_Task to carry out_.
Could you tally the lines of the entries that carry the string "damaged"? Reply with the number and nothing more.
Exercise input Start Marker
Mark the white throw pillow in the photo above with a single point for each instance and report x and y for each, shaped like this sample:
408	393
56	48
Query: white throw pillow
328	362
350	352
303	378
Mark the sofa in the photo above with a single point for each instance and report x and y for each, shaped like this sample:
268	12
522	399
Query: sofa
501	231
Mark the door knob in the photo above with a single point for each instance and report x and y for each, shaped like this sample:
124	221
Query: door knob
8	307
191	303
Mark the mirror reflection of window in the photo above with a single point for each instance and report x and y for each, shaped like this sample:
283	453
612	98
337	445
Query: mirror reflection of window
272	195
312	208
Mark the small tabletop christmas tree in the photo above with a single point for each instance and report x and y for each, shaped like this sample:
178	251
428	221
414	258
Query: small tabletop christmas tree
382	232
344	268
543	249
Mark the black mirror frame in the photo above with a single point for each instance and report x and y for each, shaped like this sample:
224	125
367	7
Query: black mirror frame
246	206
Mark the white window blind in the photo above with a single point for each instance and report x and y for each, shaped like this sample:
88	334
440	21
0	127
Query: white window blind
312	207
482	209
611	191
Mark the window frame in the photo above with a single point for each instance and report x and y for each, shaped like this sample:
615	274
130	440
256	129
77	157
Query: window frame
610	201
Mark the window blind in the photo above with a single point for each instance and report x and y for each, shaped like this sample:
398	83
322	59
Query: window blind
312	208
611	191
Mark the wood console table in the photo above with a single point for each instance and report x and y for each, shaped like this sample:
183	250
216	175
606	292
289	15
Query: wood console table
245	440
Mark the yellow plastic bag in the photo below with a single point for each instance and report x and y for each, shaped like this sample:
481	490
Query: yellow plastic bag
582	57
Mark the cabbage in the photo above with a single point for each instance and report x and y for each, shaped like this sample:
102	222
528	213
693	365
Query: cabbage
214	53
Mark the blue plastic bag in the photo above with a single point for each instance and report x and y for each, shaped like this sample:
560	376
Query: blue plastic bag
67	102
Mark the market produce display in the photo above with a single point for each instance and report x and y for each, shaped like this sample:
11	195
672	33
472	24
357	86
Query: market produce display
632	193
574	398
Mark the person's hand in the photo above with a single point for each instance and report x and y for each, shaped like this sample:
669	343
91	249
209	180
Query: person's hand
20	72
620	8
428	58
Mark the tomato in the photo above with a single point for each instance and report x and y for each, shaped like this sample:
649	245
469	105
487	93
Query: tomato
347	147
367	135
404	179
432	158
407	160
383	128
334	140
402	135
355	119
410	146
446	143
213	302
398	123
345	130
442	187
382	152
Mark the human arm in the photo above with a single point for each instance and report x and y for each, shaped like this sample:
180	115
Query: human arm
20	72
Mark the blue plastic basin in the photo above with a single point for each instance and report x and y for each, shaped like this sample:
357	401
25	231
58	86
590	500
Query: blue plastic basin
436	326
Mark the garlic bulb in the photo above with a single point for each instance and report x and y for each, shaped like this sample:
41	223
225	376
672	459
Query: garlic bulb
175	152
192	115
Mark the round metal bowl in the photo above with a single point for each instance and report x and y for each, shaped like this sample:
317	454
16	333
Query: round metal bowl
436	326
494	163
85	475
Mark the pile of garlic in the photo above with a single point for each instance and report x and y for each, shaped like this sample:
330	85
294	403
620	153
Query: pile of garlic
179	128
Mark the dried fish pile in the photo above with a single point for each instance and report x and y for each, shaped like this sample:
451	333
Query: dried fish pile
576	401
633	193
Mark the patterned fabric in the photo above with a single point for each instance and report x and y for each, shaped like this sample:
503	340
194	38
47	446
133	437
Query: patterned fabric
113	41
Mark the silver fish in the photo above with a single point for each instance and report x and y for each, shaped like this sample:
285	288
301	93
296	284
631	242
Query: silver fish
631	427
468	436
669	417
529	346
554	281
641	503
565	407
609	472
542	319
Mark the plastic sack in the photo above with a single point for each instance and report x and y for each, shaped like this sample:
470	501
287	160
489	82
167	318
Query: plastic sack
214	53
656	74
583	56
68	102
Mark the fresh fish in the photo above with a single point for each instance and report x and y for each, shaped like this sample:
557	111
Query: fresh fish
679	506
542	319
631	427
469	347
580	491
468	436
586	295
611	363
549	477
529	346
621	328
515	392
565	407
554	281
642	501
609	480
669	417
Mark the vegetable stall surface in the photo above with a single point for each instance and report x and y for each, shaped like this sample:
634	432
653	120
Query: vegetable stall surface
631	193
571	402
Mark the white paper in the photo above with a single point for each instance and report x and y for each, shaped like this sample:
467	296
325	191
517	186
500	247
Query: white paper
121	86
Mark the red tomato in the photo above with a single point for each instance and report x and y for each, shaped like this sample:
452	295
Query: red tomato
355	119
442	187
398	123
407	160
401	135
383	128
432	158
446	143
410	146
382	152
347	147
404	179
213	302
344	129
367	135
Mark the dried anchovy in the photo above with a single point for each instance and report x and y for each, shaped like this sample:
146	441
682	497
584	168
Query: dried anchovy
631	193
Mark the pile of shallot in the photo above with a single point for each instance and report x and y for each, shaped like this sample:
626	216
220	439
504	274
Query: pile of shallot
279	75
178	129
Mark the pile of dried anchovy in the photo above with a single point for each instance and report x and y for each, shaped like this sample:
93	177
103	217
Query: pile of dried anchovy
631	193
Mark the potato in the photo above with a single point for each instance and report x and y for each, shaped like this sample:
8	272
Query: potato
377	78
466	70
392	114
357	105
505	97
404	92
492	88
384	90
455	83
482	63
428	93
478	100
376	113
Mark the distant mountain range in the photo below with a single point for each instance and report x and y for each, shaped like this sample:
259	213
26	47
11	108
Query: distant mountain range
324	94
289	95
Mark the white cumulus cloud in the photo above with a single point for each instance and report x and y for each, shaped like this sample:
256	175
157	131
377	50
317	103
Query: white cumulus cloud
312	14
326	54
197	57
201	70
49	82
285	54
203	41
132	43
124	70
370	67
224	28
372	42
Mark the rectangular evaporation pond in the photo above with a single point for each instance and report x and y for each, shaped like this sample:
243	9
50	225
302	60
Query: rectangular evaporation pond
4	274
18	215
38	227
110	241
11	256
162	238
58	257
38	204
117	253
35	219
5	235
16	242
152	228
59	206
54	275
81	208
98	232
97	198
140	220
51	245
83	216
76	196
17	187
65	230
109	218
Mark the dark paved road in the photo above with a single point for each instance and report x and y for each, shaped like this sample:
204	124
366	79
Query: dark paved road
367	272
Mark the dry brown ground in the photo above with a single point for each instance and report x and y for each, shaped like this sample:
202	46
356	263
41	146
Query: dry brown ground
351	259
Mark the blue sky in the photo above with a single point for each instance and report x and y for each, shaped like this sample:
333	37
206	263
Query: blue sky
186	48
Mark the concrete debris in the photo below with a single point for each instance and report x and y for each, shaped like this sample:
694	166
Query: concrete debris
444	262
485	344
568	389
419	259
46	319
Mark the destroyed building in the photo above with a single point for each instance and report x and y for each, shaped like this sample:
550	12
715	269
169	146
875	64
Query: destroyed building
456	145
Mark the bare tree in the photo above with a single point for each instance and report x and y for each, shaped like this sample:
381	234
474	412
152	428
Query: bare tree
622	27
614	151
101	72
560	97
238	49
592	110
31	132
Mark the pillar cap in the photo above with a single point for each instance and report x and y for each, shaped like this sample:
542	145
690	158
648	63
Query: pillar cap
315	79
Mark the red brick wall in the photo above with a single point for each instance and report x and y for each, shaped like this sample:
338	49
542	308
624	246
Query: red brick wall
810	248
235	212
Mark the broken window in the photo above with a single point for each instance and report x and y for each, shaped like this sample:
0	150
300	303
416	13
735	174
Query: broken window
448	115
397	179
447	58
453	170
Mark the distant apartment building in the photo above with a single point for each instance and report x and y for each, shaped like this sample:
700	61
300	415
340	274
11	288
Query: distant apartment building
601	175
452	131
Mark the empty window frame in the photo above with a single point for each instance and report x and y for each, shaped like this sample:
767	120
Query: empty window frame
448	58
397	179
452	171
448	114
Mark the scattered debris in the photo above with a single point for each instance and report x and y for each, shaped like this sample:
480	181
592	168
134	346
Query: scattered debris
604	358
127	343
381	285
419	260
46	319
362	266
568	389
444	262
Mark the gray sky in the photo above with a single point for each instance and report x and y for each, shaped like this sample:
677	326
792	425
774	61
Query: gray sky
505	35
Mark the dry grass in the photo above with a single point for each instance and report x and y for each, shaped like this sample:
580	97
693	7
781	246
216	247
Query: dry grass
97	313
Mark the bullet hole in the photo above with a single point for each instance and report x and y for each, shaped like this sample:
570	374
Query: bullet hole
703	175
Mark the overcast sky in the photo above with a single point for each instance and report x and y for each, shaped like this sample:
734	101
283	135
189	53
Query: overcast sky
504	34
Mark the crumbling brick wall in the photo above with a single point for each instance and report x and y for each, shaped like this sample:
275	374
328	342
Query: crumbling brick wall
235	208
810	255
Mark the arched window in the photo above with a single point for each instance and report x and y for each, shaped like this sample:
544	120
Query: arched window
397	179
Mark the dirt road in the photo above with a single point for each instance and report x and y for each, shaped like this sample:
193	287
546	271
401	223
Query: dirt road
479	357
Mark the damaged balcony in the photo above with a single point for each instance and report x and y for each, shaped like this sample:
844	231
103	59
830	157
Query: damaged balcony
Exercise input End Marker
_Expected answer_.
2